■ Tu objetivo ■
Responde, por favor, estas preguntas según el pasaje dado:
1. ¿Qué comenzó a cuestionar la Ilustración?
2. ¿Cómo veía Rousseau a los primeros humanos?
3. ¿Qué prometía Rousseau a quienes se disolvieran en la voluntad del colectivo?

Orígenes históricos del Estado‑familia
El individualismo actual es algo impensable desde un punto de vista histórico. El individuo no existe como tal, sino como súbdito de dioses y gobernantes, y como hijo de un clan o familia. La Ilustración comenzó a cuestionar estas autoridades heredadas, desmantelando la realeza divina y la dominación de la Iglesia. Pero incluso los pensadores ilustrados, aunque imaginaron al ciudadano como un adulto capaz de firmar contratos existenciales, no pudieron desprenderse de esta vieja herencia. El Estado que propusieron Rousseau y otros seguía siendo una especie de hogar ampliado.

La filosofía de Rousseau está cargada de esta tensión psicológica entre la familia y el individuo. Por un lado, Rousseau imaginaba una especie de anarquía natural como el verdadero estado del hombre: veía a los primeros humanos como seres solitarios, autosuficientes, libres de las obligaciones familiares que posteriormente los alienarían. Pero al mismo tiempo, propuso una solución que era, paradójicamente, un regreso a la misma estructura que parecía criticar. Su concepto de la “voluntad general” no era una comunidad de individuos que se asocian libremente, sino un colectivo moral: una familia reinventada. Rousseau pidió a las personas que renunciaran a su libertad individual y se disolvieran en la voluntad del colectivo, prometiendo que al hacerlo recuperarían su verdadera libertad.

■ Material proporcionado ■
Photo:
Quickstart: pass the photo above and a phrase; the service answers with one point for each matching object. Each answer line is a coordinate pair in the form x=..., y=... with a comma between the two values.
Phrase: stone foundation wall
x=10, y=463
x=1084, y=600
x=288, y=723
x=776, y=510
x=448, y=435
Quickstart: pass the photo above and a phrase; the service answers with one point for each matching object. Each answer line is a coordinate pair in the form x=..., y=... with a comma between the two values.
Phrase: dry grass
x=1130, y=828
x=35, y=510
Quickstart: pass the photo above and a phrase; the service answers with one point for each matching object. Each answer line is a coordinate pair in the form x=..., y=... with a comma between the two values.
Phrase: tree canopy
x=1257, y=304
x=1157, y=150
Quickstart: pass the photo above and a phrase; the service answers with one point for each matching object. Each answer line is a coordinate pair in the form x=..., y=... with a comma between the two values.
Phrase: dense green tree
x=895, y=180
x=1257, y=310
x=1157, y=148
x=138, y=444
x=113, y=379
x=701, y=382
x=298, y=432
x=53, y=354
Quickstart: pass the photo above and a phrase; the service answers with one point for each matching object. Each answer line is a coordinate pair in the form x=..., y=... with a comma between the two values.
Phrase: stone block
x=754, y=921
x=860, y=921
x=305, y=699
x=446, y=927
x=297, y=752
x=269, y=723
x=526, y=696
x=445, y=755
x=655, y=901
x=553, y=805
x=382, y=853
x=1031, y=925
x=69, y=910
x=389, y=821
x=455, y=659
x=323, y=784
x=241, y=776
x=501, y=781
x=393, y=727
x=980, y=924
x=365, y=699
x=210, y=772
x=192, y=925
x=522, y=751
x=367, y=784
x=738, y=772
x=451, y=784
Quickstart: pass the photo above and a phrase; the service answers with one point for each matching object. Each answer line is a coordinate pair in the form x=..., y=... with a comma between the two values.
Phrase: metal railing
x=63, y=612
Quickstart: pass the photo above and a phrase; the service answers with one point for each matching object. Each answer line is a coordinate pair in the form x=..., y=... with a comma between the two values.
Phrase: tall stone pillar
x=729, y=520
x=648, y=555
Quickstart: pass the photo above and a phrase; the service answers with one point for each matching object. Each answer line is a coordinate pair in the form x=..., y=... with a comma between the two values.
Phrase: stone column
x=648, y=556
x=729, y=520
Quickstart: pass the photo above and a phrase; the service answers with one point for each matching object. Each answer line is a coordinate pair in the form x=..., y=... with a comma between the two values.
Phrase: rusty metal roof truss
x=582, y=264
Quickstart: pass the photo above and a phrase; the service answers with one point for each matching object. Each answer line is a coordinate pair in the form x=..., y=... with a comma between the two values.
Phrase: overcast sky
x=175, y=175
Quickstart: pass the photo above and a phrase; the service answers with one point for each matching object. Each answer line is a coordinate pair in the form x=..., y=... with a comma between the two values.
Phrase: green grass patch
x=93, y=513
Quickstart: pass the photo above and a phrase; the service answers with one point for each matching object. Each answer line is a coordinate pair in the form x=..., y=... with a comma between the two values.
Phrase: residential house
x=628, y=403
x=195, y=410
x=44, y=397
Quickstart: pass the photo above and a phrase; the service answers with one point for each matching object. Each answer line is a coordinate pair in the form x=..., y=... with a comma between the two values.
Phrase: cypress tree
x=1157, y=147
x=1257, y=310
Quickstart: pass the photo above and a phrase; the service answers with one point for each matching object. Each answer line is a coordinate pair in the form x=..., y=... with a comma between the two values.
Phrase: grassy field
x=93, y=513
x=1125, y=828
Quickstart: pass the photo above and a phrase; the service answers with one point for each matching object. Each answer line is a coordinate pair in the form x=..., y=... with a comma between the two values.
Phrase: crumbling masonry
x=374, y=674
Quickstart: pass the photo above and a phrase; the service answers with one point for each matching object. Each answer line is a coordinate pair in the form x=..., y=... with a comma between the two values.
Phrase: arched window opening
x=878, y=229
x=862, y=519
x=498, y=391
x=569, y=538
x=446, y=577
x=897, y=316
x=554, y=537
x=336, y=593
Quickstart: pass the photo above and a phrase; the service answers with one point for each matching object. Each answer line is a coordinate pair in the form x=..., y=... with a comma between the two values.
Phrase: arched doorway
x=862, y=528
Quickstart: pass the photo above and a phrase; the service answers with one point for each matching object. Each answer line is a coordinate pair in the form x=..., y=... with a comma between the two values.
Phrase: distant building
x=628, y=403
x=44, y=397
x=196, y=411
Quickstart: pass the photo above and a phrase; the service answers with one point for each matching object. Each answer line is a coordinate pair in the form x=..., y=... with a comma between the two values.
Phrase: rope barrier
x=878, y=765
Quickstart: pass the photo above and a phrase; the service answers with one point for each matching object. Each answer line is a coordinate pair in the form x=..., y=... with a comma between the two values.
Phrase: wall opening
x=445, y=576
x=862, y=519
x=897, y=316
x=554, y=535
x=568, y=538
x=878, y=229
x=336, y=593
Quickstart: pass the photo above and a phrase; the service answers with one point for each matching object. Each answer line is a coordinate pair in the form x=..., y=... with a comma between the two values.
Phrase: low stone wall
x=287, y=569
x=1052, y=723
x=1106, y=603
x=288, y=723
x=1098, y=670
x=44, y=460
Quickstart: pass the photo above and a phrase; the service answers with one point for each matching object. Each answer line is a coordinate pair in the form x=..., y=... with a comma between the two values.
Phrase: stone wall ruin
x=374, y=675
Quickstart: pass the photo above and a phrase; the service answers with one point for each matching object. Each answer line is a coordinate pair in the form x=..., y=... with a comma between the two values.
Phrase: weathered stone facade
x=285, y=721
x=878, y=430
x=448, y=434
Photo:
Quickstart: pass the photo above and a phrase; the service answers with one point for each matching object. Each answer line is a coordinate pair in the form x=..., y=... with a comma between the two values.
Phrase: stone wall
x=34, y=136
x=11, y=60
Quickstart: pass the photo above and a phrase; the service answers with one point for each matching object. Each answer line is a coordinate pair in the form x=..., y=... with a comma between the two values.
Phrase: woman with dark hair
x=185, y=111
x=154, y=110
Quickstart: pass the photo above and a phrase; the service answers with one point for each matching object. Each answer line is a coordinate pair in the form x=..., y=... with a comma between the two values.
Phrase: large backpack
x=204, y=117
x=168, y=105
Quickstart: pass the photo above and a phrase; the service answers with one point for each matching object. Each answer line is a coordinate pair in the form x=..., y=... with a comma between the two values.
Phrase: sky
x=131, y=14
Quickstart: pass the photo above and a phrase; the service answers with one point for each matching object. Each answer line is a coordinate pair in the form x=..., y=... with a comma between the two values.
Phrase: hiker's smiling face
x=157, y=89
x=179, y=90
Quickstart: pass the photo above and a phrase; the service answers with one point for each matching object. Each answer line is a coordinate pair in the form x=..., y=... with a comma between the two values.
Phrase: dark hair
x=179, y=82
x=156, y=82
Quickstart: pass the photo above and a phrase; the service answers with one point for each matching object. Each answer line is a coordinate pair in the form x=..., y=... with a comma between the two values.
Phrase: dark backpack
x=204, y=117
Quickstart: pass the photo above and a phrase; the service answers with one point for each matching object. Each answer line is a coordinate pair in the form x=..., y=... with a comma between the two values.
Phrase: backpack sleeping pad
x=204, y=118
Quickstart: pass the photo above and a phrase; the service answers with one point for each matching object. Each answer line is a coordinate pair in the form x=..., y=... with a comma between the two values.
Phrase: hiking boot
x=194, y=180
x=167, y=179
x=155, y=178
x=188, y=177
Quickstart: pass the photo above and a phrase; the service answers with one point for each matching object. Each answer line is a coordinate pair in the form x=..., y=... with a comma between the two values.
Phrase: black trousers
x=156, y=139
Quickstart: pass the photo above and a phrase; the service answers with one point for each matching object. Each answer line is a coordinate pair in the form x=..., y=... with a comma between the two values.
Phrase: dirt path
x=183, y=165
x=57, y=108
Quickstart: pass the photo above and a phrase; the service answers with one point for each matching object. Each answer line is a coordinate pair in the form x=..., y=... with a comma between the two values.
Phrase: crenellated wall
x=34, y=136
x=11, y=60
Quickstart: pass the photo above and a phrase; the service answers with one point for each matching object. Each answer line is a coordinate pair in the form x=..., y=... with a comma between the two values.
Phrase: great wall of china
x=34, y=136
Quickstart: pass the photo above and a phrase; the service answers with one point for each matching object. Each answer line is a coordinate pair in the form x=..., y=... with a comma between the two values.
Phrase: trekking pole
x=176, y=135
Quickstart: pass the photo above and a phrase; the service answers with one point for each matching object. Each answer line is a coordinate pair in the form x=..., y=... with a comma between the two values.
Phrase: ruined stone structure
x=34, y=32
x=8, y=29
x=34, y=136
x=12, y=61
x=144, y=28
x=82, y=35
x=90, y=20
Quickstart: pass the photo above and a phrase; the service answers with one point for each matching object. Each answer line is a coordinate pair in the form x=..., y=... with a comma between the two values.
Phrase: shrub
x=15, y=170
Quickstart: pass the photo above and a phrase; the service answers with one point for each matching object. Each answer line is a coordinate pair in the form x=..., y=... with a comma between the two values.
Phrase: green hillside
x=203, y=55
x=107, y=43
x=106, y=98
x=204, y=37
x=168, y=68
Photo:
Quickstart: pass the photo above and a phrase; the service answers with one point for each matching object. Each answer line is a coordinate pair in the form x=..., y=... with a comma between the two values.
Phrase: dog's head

■ Respuesta al ejercicio ■
1. Las autoridades heredadas: desmanteló la realeza divina y la dominación de la Iglesia.
2. Como seres solitarios, autosuficientes y libres de las obligaciones familiares que posteriormente los alienarían.
3. Que recuperarían su verdadera libertad.